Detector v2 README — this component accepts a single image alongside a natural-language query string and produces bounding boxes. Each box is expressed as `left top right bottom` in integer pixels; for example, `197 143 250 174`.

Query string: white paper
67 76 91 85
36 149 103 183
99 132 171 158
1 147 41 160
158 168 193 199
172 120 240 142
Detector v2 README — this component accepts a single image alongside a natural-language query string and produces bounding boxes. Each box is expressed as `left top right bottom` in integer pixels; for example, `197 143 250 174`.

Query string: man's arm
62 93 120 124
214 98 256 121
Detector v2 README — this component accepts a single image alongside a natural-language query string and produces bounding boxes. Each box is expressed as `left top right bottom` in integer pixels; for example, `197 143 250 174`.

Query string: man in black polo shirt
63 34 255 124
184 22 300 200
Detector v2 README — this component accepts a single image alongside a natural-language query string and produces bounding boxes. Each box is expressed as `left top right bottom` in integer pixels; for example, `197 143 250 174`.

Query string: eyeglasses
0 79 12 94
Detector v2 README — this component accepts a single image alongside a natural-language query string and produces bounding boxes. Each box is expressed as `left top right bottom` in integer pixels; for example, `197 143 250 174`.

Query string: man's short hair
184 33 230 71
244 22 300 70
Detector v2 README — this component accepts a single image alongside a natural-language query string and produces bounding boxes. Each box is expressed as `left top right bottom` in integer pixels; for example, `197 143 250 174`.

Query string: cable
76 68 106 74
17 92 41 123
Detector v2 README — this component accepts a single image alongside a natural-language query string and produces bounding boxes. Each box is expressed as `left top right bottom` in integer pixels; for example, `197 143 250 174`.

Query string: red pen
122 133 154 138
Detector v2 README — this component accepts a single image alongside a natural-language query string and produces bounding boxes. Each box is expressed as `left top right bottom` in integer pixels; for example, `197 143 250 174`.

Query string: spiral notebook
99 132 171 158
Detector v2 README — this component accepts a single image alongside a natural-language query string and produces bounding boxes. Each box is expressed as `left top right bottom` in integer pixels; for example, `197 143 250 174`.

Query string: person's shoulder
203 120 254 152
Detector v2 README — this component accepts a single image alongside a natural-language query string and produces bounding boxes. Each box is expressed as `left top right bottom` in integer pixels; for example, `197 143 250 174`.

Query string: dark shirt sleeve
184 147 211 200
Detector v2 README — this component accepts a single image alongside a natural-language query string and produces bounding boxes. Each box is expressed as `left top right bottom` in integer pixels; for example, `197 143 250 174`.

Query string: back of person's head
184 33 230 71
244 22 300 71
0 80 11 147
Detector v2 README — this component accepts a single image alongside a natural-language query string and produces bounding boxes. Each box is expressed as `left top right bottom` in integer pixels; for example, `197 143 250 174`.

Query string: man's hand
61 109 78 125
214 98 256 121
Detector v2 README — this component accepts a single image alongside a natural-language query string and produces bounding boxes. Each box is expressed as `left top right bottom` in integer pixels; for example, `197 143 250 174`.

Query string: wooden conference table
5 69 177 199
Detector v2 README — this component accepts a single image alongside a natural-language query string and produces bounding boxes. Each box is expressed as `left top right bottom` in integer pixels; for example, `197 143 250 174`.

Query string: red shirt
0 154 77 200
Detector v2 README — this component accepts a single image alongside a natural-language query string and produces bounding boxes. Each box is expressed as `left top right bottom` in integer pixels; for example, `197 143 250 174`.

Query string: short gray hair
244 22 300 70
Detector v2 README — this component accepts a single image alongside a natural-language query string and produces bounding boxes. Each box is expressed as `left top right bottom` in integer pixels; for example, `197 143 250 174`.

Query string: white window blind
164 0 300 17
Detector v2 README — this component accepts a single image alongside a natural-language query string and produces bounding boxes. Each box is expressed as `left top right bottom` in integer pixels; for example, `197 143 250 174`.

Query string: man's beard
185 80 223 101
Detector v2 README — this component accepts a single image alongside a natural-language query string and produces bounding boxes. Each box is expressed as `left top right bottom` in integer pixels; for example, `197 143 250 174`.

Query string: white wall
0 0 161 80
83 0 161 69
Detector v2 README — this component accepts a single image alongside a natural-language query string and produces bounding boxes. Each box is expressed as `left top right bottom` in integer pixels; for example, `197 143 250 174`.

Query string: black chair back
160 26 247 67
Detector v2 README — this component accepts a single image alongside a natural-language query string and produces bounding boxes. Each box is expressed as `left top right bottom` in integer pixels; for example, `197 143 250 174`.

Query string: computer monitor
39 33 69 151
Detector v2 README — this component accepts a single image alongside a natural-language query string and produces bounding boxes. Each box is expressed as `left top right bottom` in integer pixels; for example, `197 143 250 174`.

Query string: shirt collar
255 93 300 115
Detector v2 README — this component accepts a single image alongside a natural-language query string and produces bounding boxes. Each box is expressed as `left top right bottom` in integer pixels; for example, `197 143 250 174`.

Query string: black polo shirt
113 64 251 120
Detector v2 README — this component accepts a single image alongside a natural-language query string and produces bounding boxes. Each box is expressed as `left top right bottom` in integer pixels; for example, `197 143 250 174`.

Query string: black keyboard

> _Exercise description_
Reproduce every one of the records above verbatim, from the first line through the last.

> _Response_
Detector v2 README — this component accepts a single image alongside a natural-language query string and produces bounding boxes. Each box is expressed as `left top right bottom` in integer pixels; for example, `197 143 250 174`.

Query string: white paper
67 76 91 85
36 149 103 183
99 132 171 158
1 147 41 160
158 168 193 199
172 120 240 142
Detector v2 README — this component accepts a single image alongside a natural-language query string and produces bounding boxes. Each box is expressed as `left top right bottom` in integer pixels; for example, `197 143 250 174`.

Query string: man's arm
62 93 120 124
214 98 256 121
Detector v2 README — this component accepts a single image alongside a natural-language query string and produces bounding boxes. Each box is expressed as `left top right bottom` in integer pixels; for example, `197 143 250 174`.

Query string: man in black polo shirt
63 34 255 124
184 22 300 200
Detector v2 README — this component accepts a single image alongside a natural-language query string and produces bounding boxes. Each box is expressed as `left top right bottom` in integer pixels; for example, `197 143 250 174`.

Query string: eyeglasses
0 79 12 94
Detector v2 README — this component accepts a single image alongside a natural-language query string and produces bounding boxes. Each box is expressed as `left top right bottom` in integer pixels; for example, `197 143 250 174`.

Query string: man's short hair
184 33 230 71
244 22 300 70
Detector v2 README — this component accepts a single image alongside a natural-language query string and produces bounding boxes. Each box is expressed as `left top right bottom` in integer pixels; for example, `197 143 250 174`.

Query string: cable
76 68 106 74
17 92 41 123
Detector v2 README — this component accepts a single image alongside a natural-language query string and produces bounding boxes. Each box is expressed as `left top right bottom` in integer pixels; for example, `197 143 250 174`.

Query string: red pen
122 133 154 138
Detector v2 README — this component accepts a single image alongside a natural-language query string and produces bounding boxes. Each box is expressed as `left top right bottom` in integer pixels; for example, `197 143 250 174`.

Query string: spiral notebook
99 132 171 158
Detector v2 README — this component accepts a single image alongside a natural-language query string and produces bounding boxes. Each box is expressed as `left top right bottom` in integer pixels; for example, `197 143 250 174`.

Query string: person's shoulder
203 120 254 152
Detector v2 README — this component accepts a single image alongside a natural-language query string and produces bounding boxes. Each box is expressed as `left top right bottom` in integer pixels; for example, `197 143 250 174`.

Query string: dark shirt sleeve
184 147 211 200
Detector v2 README — this component accepts a single image alongside a natural-language query string and produces bounding boxes. Each box is expressed as `left top right bottom` in integer pixels; for example, `197 143 250 174`.

Query string: back of person's head
184 33 230 71
244 22 300 71
0 80 11 147
Detector v2 README — this component accepts a single image alongside a natural-language query string and produces bounding boxes. Each box is expressed as `left top right bottom` in integer pixels; for example, `197 143 250 174`.

Query string: man's hand
61 109 78 125
214 98 256 121
Detector v2 README — this component accepts a single image alongside a natural-language query string and produces bounding boxes. Each box is expressed as `left top right bottom` in integer pixels; for example, `197 143 250 174`.

Query string: wooden conference table
5 69 177 199
Detector v2 README — this component accepts a single image alongside a natural-language query string and produces bounding boxes. Each box is expressed as `left top right bottom` in integer pixels; for example, `197 143 250 174`.

Query string: red shirt
0 154 77 200
Detector v2 README — this component accepts a single image alongside a natural-language query string and produces bounding boxes. Each box is expressed as `left top right bottom` in integer pixels; for example, `197 143 250 174`.

Query string: short gray hair
244 22 300 70
Detector v2 README — this component accepts a single image alongside a natural-language query string and produces bounding boxes. Each box is expressed as `left top right bottom` in integer pixels; for example, `197 143 250 174`.

Query string: white window blind
164 0 300 17
Detector v2 README — this component accepts a single image alongside a natural-language query string and produces bounding boxes. Each box is expressed as `left top right bottom` in integer pixels; for example, `197 143 250 174`.

Query string: man's beard
185 80 223 101
Detector v2 README — this component accepts a single image alongside a natural-language query string and produces bounding boxes. Each box is expressed as `left top right bottom` in integer pixels; for example, `197 143 250 174`.

Query string: white wall
0 0 161 80
83 0 161 69
Detector v2 README — this component accepts a single image alongside a natural-language query string and produces bounding boxes. Each box is expressed as `left top right bottom` in integer pixels; for example, `197 143 250 174`.

Query string: black chair back
160 26 247 67
Detector v2 README — this component accepts a single image alongside a natural-language query string and produces bounding boxes. Each box is expressed as `left top right bottom` in integer pixels; for example, `197 143 250 174`.

Query string: computer monitor
39 33 69 151
Detector v2 README — this component accepts a single image alongside a natural-language query string and produces bounding boxes. Each box is expressed as `left top right bottom` in integer pixels; for example, `197 143 250 174`.

Query string: shirt collar
255 93 300 115
Detector v2 README — this component accepts a single image alongside a natural-language query string and produces bounding boxes. Each box is expressed as `left top right bottom` in integer pixels; for example, `197 143 250 174`.

Query string: black polo shirt
113 64 251 120
Detector v2 README — this component accepts a single image alongside a natural-language query string and produces bounding boxes. Each box is expressed as `left top right bottom` in integer pixels; for example, `197 143 250 174`.

Query string: black keyboard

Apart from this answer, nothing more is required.